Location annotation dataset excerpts
+++++
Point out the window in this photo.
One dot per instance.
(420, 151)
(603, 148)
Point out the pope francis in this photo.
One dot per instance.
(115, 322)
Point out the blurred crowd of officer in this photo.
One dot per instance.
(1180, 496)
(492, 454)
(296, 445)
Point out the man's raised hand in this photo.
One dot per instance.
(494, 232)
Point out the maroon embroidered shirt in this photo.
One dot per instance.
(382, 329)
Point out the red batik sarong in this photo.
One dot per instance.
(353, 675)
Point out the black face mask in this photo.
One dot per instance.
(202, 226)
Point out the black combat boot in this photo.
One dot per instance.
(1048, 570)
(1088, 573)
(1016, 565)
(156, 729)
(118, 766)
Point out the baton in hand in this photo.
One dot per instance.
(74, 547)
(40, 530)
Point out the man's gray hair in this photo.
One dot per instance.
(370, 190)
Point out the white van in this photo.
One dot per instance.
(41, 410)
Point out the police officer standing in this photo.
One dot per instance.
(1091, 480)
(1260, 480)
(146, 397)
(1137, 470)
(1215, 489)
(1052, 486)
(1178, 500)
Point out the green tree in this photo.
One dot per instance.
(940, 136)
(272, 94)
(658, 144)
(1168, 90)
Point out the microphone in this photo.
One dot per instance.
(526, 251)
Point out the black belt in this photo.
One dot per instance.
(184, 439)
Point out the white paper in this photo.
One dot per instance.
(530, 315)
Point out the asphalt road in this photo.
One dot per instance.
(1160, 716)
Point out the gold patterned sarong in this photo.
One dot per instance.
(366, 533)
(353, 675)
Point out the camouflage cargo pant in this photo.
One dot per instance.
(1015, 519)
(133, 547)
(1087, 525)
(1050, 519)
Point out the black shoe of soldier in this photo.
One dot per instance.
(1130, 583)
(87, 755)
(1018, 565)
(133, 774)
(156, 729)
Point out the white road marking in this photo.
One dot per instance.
+++++
Could you rewrite all of the lines above, replacing each "dot" with "marker" and leaving everything else the same?

Point out the window in this photo.
One marker per instance.
(420, 151)
(603, 148)
Point out the pope francis in this photo.
One marker per instance.
(115, 322)
Point out the blurred crowd of officer in this photo.
One marker per instance.
(1180, 496)
(492, 454)
(296, 445)
Point out the man's raised hand in this photo.
One marker per instance.
(494, 232)
Point out the maroon embroidered shirt in this photo.
One marker per instance.
(382, 329)
Point out the red batik sarong in this photo.
One marker per instance.
(353, 675)
Point out the black face mask in this photo.
One marker per instance.
(202, 226)
Point out the black combat boot in this photo.
One marker per instance.
(1048, 570)
(1088, 573)
(1016, 565)
(156, 729)
(118, 766)
Point out the baton in hand in this photo.
One marker per instance.
(74, 547)
(40, 530)
Point out the man's gray hair in this photo.
One marker per instance.
(370, 190)
Point out the white van in this photo.
One marker per instance.
(41, 410)
Point out the police officer standing in this photo.
One marker per instance.
(1091, 480)
(1260, 480)
(146, 397)
(1137, 470)
(1215, 489)
(1052, 486)
(1178, 500)
Point out the green tree in this photo.
One marker per instance.
(940, 136)
(272, 94)
(658, 144)
(1168, 90)
Point out the microphone in this photo.
One marker per instance.
(526, 251)
Point out the black belt in this photo.
One marker per instance.
(184, 439)
Point out the white paper in this photo.
One marker per instance.
(530, 315)
Point out the asphalt road in this photo.
One marker per instance.
(1160, 716)
Point out the gold patterned sarong in this photo.
One marker per instance.
(366, 533)
(353, 675)
Point out the camouflage cargo pant in this photo.
One marker per instance.
(1015, 519)
(133, 547)
(1087, 525)
(1050, 519)
Point out the black shoe of soldier in this photo.
One marker per instance.
(1130, 583)
(87, 755)
(1018, 565)
(133, 774)
(156, 729)
Point out the white road marking in this photo.
One marker per instance.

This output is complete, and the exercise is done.